*Directions:* Please display each line of the rows below that contains the string "negative". Case counts.

*Given data:*
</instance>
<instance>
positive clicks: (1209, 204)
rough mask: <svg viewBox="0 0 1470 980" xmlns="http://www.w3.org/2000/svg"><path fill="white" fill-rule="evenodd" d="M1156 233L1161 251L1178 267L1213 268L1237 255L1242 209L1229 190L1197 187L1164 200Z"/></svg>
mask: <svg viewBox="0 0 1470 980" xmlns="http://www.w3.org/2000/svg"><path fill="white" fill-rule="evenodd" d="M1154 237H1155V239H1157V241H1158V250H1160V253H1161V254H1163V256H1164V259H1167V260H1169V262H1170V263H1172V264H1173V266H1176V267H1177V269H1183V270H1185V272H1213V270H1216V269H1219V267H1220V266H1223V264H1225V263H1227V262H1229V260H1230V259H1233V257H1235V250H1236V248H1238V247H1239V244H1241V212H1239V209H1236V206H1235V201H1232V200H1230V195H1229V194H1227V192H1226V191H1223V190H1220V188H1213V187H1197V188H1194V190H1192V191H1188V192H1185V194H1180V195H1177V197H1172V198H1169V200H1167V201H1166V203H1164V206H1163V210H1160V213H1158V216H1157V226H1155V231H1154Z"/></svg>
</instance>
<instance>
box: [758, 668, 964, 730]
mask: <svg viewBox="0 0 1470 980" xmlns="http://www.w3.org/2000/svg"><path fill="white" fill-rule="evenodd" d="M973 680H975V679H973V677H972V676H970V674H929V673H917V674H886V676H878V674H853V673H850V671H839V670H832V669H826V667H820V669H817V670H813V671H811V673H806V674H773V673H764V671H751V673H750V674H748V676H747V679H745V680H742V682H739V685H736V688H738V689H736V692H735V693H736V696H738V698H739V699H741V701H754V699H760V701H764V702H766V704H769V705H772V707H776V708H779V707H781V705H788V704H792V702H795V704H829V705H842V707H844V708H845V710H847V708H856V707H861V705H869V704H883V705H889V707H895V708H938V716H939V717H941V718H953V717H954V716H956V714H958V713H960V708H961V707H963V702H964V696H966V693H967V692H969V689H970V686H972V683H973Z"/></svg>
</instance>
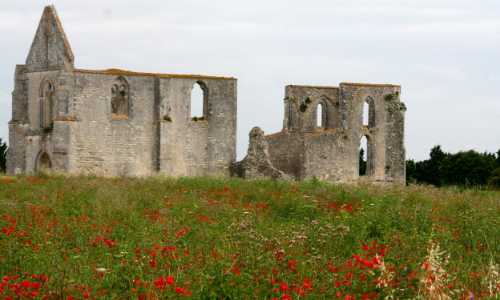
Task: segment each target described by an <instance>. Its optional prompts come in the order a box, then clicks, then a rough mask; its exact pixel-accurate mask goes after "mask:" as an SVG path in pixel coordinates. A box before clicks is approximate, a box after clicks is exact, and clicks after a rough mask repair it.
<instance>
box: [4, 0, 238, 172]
mask: <svg viewBox="0 0 500 300" xmlns="http://www.w3.org/2000/svg"><path fill="white" fill-rule="evenodd" d="M196 84H197V85H200V86H201V87H202V89H203V91H204V114H203V116H202V117H201V118H195V119H192V118H191V114H190V110H191V108H190V105H191V91H192V89H193V86H194V85H196ZM12 98H13V107H12V110H13V111H12V120H11V122H10V123H9V132H10V133H9V140H10V150H9V153H8V172H9V173H10V174H19V173H33V172H37V171H38V170H40V169H42V168H50V169H53V170H56V171H61V172H66V173H71V174H82V173H83V174H96V175H108V176H109V175H110V176H120V175H127V176H146V175H152V174H157V173H161V174H166V175H171V176H198V175H200V176H201V175H221V176H227V175H229V167H230V165H231V163H233V162H234V161H235V158H236V79H234V78H226V77H215V76H198V75H172V74H150V73H137V72H129V71H122V70H117V69H111V70H105V71H96V70H81V69H76V68H75V67H74V58H73V54H72V51H71V48H70V45H69V43H68V40H67V38H66V36H65V34H64V31H63V28H62V26H61V23H60V21H59V19H58V17H57V14H56V11H55V9H54V8H53V7H51V6H50V7H46V8H45V10H44V13H43V16H42V19H41V21H40V25H39V28H38V30H37V33H36V36H35V39H34V41H33V44H32V47H31V51H30V54H29V55H28V59H27V61H26V64H25V65H20V66H17V68H16V74H15V88H14V92H13V94H12Z"/></svg>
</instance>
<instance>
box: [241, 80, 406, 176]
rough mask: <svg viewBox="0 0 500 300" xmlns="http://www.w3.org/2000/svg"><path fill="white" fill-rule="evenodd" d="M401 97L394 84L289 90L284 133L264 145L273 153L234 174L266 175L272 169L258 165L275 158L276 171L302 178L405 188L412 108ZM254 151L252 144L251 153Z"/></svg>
mask: <svg viewBox="0 0 500 300" xmlns="http://www.w3.org/2000/svg"><path fill="white" fill-rule="evenodd" d="M400 93H401V88H400V87H399V86H397V85H389V84H359V83H341V84H340V86H339V87H315V86H297V85H290V86H287V87H286V90H285V100H284V102H285V103H284V104H285V105H284V112H285V117H284V122H283V130H282V131H281V132H278V133H275V134H271V135H268V136H266V137H265V140H266V143H263V145H265V147H267V152H266V153H268V154H266V155H262V156H261V157H260V159H258V158H255V156H252V159H251V160H250V161H254V162H256V163H255V164H254V165H249V164H248V163H246V164H241V163H240V164H238V165H236V166H235V171H234V172H235V173H236V174H243V177H246V178H258V177H262V174H263V173H265V172H269V170H265V171H264V170H263V169H262V167H261V168H260V170H261V172H260V173H259V172H257V173H256V172H255V170H259V168H256V165H260V166H262V164H261V162H262V161H267V160H269V161H270V162H271V165H270V167H272V168H276V169H278V170H281V171H283V172H284V173H285V174H286V175H288V176H291V177H293V178H295V179H297V180H304V179H311V178H318V179H322V180H327V181H332V182H354V181H358V180H362V181H368V182H393V183H398V184H403V183H404V182H405V178H406V175H405V149H404V112H405V111H406V107H405V105H404V104H403V103H402V102H400V100H399V98H400ZM364 105H367V106H368V108H369V109H368V114H369V116H367V117H368V123H367V124H363V106H364ZM320 107H321V109H320ZM319 109H320V112H321V113H318V110H319ZM318 118H320V119H321V120H318ZM254 130H256V129H254ZM362 137H366V138H367V141H368V149H367V150H368V153H367V174H366V176H359V149H360V140H361V138H362ZM250 142H251V143H252V142H253V140H252V139H250ZM254 147H255V146H254V145H250V147H249V149H252V148H254ZM248 157H250V151H249V156H247V158H248ZM244 161H248V159H245V160H244ZM247 170H253V172H247Z"/></svg>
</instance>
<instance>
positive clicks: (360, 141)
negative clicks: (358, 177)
mask: <svg viewBox="0 0 500 300" xmlns="http://www.w3.org/2000/svg"><path fill="white" fill-rule="evenodd" d="M367 161H368V139H367V138H366V136H363V137H362V138H361V141H360V146H359V176H365V175H366V174H367V172H366V171H367V170H366V169H367Z"/></svg>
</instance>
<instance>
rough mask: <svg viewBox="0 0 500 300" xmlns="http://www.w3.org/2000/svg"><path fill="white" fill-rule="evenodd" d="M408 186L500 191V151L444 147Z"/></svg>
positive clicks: (439, 147)
mask: <svg viewBox="0 0 500 300" xmlns="http://www.w3.org/2000/svg"><path fill="white" fill-rule="evenodd" d="M7 148H8V147H7V144H6V143H5V142H4V141H3V140H2V139H1V138H0V172H3V173H4V172H5V171H6V162H7ZM363 152H364V151H363V149H360V153H359V154H360V155H359V163H360V175H365V173H366V160H365V158H364V153H363ZM406 180H407V183H423V184H432V185H435V186H445V185H459V186H490V187H494V188H500V150H498V152H497V153H496V154H495V153H488V152H483V153H479V152H476V151H474V150H469V151H460V152H457V153H447V152H444V151H443V150H442V149H441V146H435V147H433V148H432V149H431V152H430V158H429V159H427V160H423V161H415V160H412V159H410V160H407V161H406Z"/></svg>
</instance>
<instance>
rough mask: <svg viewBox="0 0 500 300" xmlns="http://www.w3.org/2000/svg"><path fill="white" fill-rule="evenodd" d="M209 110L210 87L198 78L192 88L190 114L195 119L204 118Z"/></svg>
mask: <svg viewBox="0 0 500 300" xmlns="http://www.w3.org/2000/svg"><path fill="white" fill-rule="evenodd" d="M207 112H208V87H207V85H206V84H205V83H204V82H203V81H201V80H198V81H196V82H195V83H194V84H193V88H192V90H191V103H190V116H191V118H192V119H193V120H200V119H202V120H204V119H206V118H207Z"/></svg>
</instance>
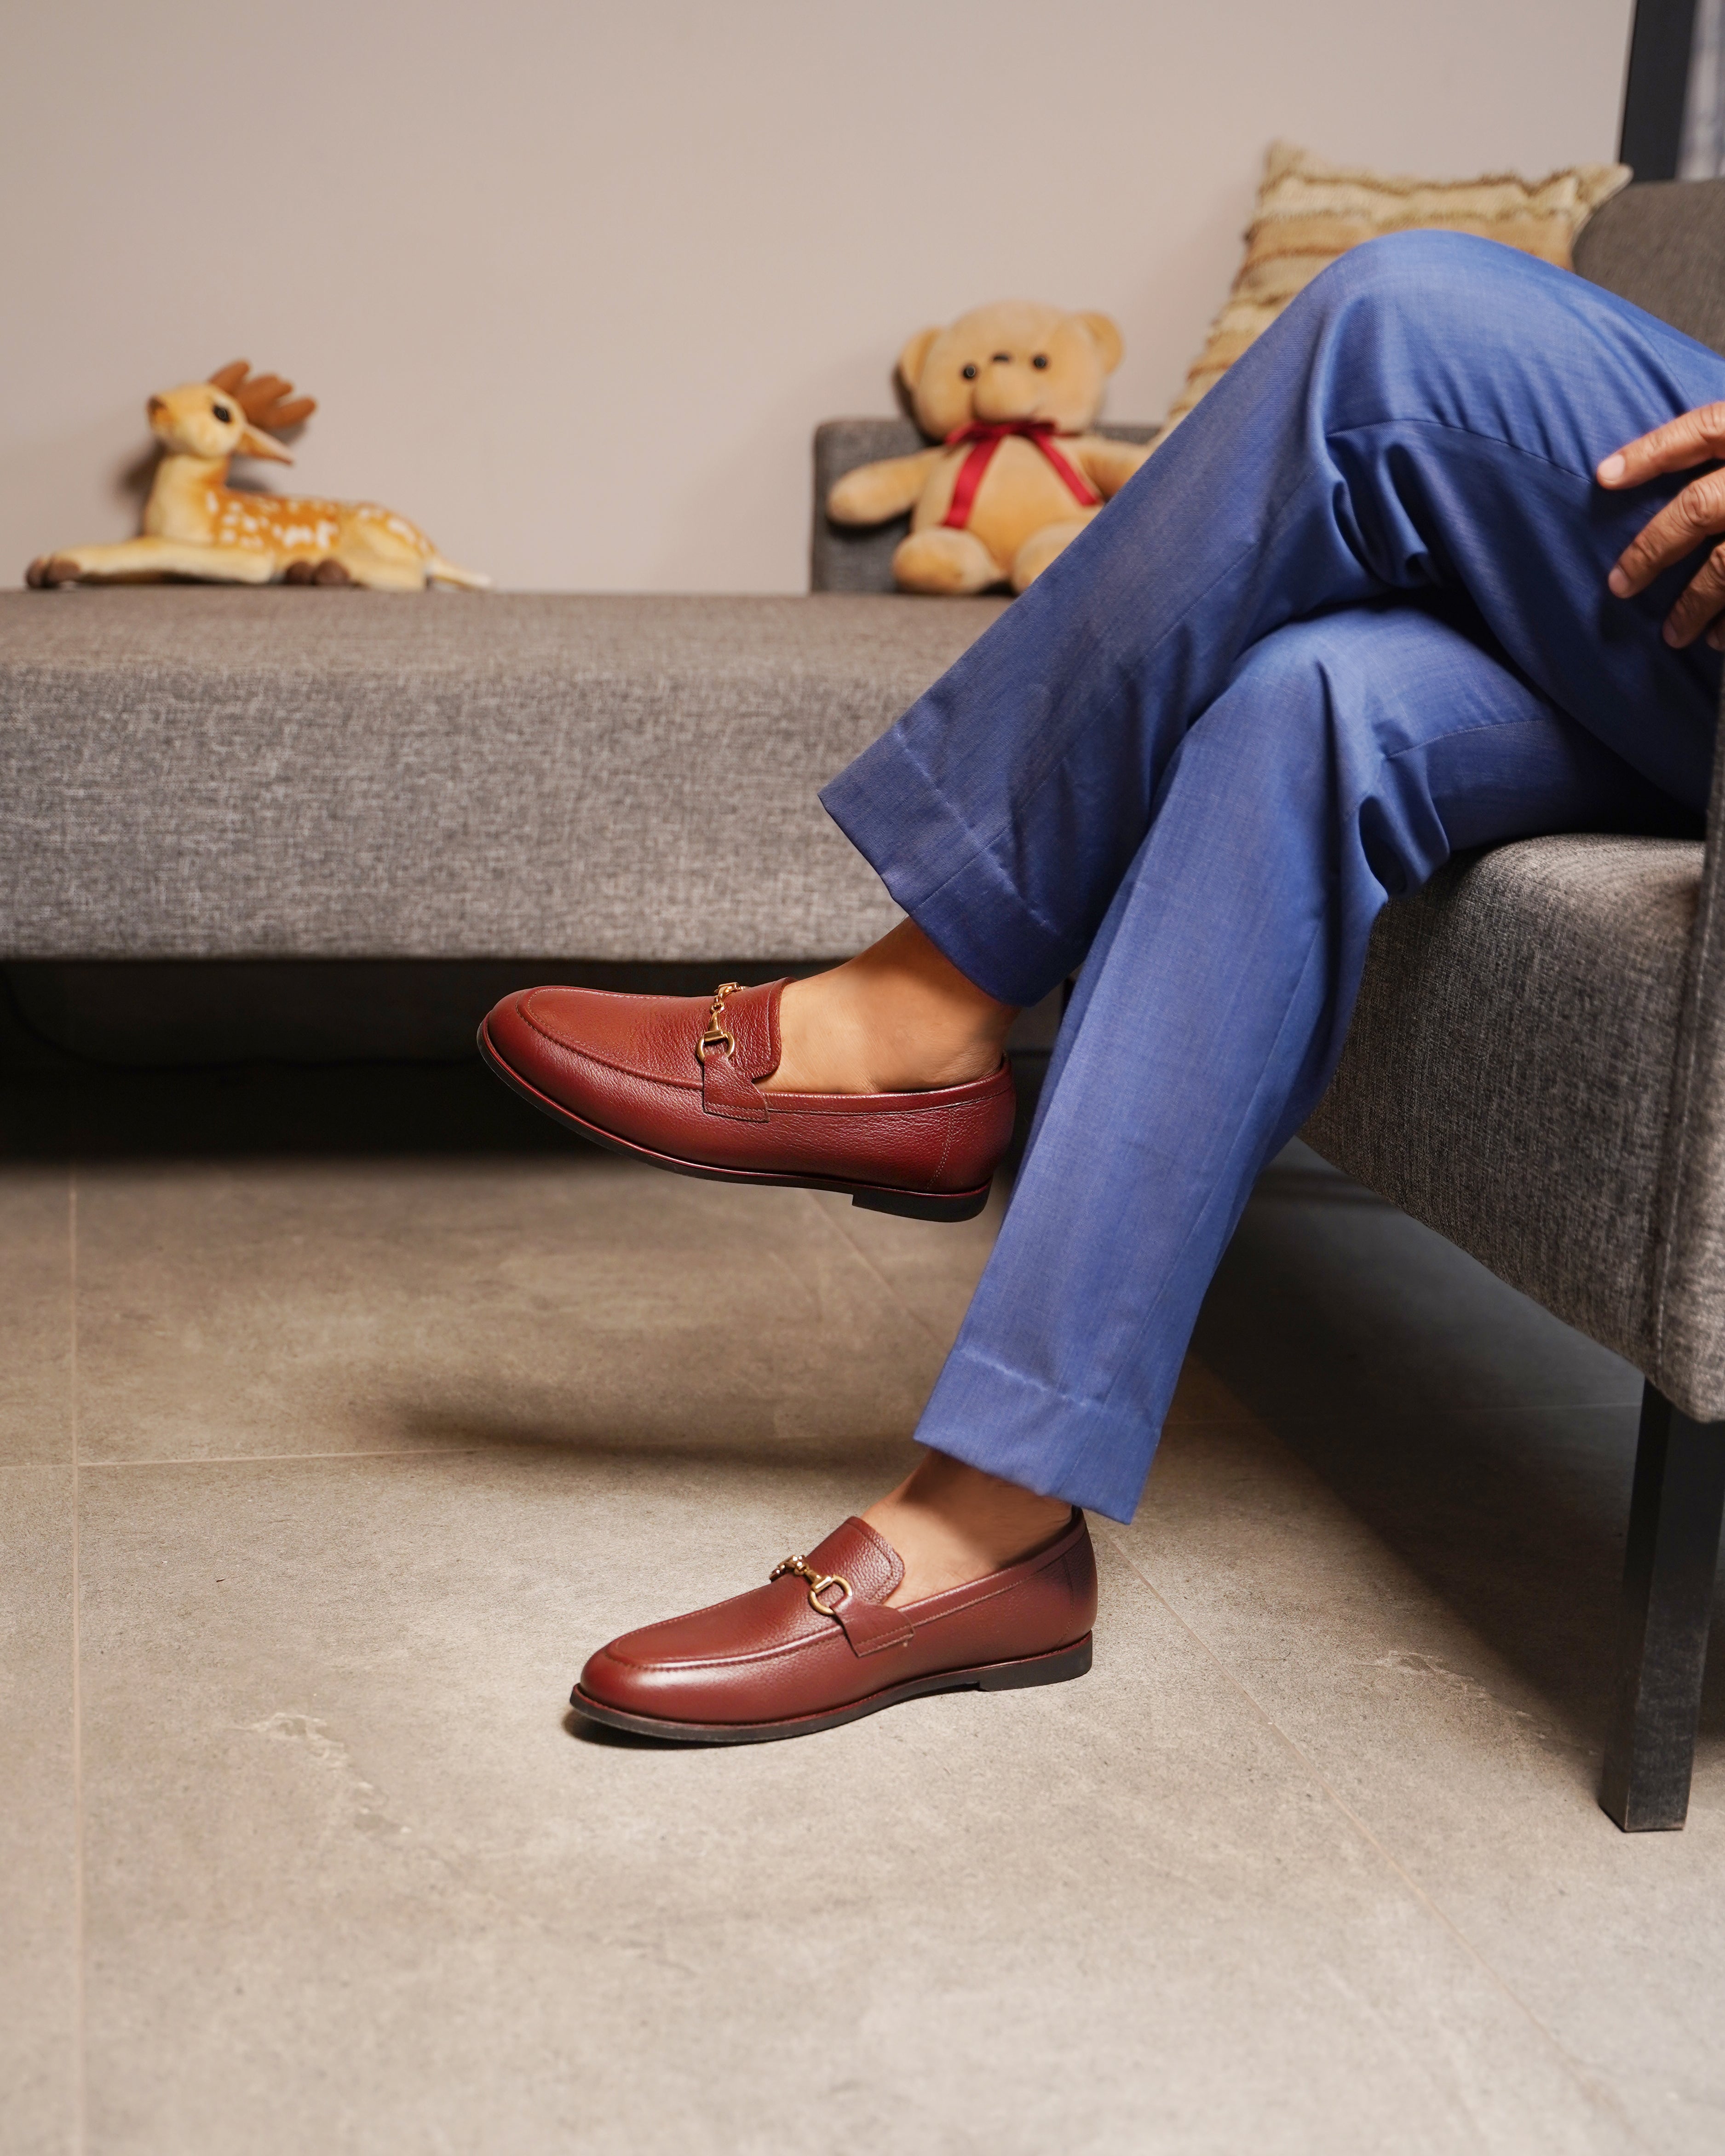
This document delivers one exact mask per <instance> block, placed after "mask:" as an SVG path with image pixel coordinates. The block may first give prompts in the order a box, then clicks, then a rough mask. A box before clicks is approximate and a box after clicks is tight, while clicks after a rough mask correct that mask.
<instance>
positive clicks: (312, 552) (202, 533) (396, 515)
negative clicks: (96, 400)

*Task response:*
negative clicks: (358, 177)
negative clicks: (96, 400)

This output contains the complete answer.